PROBLEMS AND TASKS ->
a) Reproduce the stretch of the Yucca Mountain funding article from "Further legislation might" through "their license application.", word for word.
b) Carry on the Yucca Mountain funding article from the point where it stops.

SOURCE TEXT ->
***
The report notes, "A byproduct of reprocessing is weapons-grade plutonium," which the plan wants to keep out of the hands of countries that don't already have it. It would mean creating in the U.S. nuclear fuel reprocessing plants like the ones in France, and initiating a competitive process for selection of a site or sites to construct the recycling facilities.
The DOE, which administers the Yucca Mountain site, is expected to ask Congress for $250 million for the GNEI program and up to $400 million for fuel reprocessing R&D.
Back at the Nye County Commission chambers, Spees said the president will only ask for $250 million in the FY 2007 budget for continued operations at Yucca Mountain, well below the amount asked for in previous years. That would not be enough even to shut down the facility - in fact, only half as much as needed for that task, he said.
In FY 2006 the president asked Congress for $651 million for the Yucca project.
Further legislation might come along in March, Spees said, but he clearly indicated that the mid-term congressional elections would further hamper focused discussion of funding for the nuclear repository.
"I think we're absolutely stalled," he said. "There might be a bill passed through by the end of the year ... People (in Congress and in the Bush administration) are just disgusted at how much money and how long it has taken with the delays in getting the Nuclear Regulatory Commission to approve their license application.
"They can't even get their records certified," Spees caricatured administration officials saying. "They're thinking, 'Let's do something different.' There's significant opposition (to Yucca Mountain) from a lot of people.
"If you're an opponent, you couldn't dream up a scenario like what happened," Spees said of the certification fiascoes that occurred last year. He concluded, "DOE mishandled it."
***
Dataset excerpts:

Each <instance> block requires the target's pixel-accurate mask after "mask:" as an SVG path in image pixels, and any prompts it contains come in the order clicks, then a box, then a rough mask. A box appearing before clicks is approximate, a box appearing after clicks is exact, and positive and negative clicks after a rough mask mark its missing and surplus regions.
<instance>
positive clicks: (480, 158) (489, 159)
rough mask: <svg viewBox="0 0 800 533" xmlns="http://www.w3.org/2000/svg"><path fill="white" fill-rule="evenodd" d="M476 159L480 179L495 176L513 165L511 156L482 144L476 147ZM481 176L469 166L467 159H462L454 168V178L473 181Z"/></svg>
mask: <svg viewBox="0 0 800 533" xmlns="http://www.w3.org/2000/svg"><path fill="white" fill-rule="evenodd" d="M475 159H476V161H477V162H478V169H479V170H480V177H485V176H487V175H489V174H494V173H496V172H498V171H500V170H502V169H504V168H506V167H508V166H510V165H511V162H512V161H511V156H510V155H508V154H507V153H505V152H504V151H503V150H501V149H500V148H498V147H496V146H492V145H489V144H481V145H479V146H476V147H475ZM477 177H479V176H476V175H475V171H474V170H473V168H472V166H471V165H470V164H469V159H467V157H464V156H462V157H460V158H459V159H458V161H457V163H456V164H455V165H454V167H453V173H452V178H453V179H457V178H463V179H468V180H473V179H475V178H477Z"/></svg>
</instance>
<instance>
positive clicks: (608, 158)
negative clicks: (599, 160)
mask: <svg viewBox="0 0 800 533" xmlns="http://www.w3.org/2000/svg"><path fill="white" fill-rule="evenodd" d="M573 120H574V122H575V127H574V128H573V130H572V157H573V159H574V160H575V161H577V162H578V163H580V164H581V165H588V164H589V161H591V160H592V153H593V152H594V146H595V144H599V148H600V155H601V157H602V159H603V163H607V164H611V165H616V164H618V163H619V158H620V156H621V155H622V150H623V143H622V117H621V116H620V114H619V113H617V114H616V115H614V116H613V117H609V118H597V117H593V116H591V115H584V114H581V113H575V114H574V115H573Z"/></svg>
***
EXPECTED OUTPUTS ->
a)
Further legislation might come along in March, Spees said, but he clearly indicated that the mid-term congressional elections would further hamper focused discussion of funding for the nuclear repository.
"I think we're absolutely stalled," he said. "There might be a bill passed through by the end of the year ... People (in Congress and in the Bush administration) are just disgusted at how much money and how long it has taken with the delays in getting the Nuclear Regulatory Commission to approve their license application.

b)
Nevertheless, Spees said it was "very important for Nye County to be involved in working to keep Yucca Mountain on track." He said he believed Congress will rewrite portions of the Nuclear Waste Policy Act next session, which could affect the revenue Nye County garners as the host site for the repository.
The administration's new fuel reprocessing initiative signals a dramatic shift in U.S. nuclear policy, according to the Energy Washington Weekly. The initiative is "seen as a stop-gap waste plan while officials deal with issues causing Yucca Mountain's massive delays."
Administration sources say the initiative will not replace the Yucca project, but will complement it by eliminating the sheer volume of waste so that less storage space is necessary, according to the report.
So much waste is anticipated that it is widely believed a second repository would be needed. That is due to the growing amount of already spent nuclear fuel and the projected growth of new power plants producing additional waste.
Spees called for Nye County to be involved in the political process "to restructure the nuclear program of the country."
Last November the county commissioners renewed Spees' contract after expressed skepticism from some commissioners about the firm's handling of the job.
Yet the contract was renewed, and at an increased price. That was due, in the words of Commissioner Joni Eastley, who wrote the agenda description, to the fact that "efforts are underway to restructure the entire Yucca Mountain program next year. When that happens," she said, "representational lobbying activities will increase significantly, and the principals expect to travel to Nye County more often ... If the restructuring attempts are successful, it could result in major changes for Nye County, including bigger benefits."
Or no benefits at all.
The president's bill, Spees said candidly, "is not going to stand or fall depending on whether it has Nye County's support."